**TASK DETAILS**
Update the lines running from the line with "For every <instance>" up to and including the line with "box: [926, 416, 1047, 509]" by putting "hints" in place of "prompts", and leave everything else unchanged. Return only those lines.

[TASK MATERIAL]

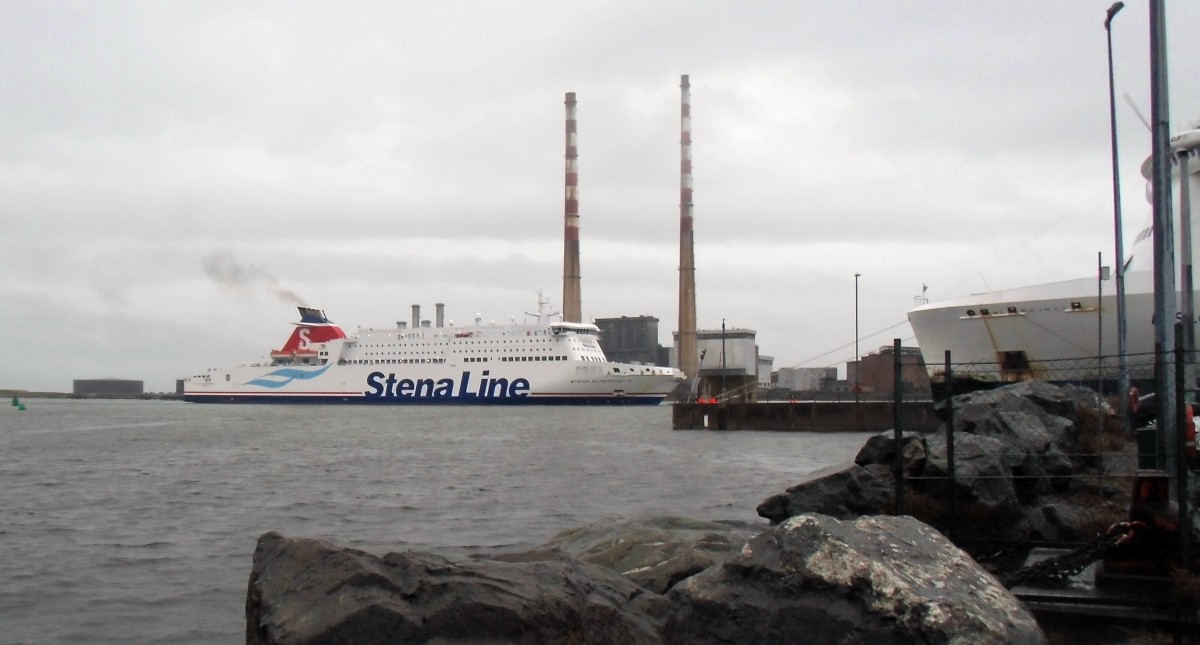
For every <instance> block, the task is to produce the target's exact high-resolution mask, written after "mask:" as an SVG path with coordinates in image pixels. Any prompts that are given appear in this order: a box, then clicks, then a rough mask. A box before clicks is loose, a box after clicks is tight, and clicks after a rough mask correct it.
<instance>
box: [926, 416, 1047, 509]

[/TASK MATERIAL]
[TASK MATERIAL]

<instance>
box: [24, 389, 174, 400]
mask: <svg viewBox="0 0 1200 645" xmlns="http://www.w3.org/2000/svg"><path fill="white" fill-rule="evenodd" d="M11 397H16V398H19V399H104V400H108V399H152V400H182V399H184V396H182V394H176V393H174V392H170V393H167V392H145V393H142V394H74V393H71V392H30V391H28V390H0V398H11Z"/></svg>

[/TASK MATERIAL]

**TASK RESULT**
For every <instance> block, the task is to produce the target's exact high-resolution mask, written after "mask:" as an SVG path with coordinates in image pixels. Any hints that are given appear in this order: a box, then clicks, then a rough mask. A box before clicks is loose, a box after clicks is tight, and clicks after a rough mask correct it.
<instance>
box: [926, 416, 1047, 509]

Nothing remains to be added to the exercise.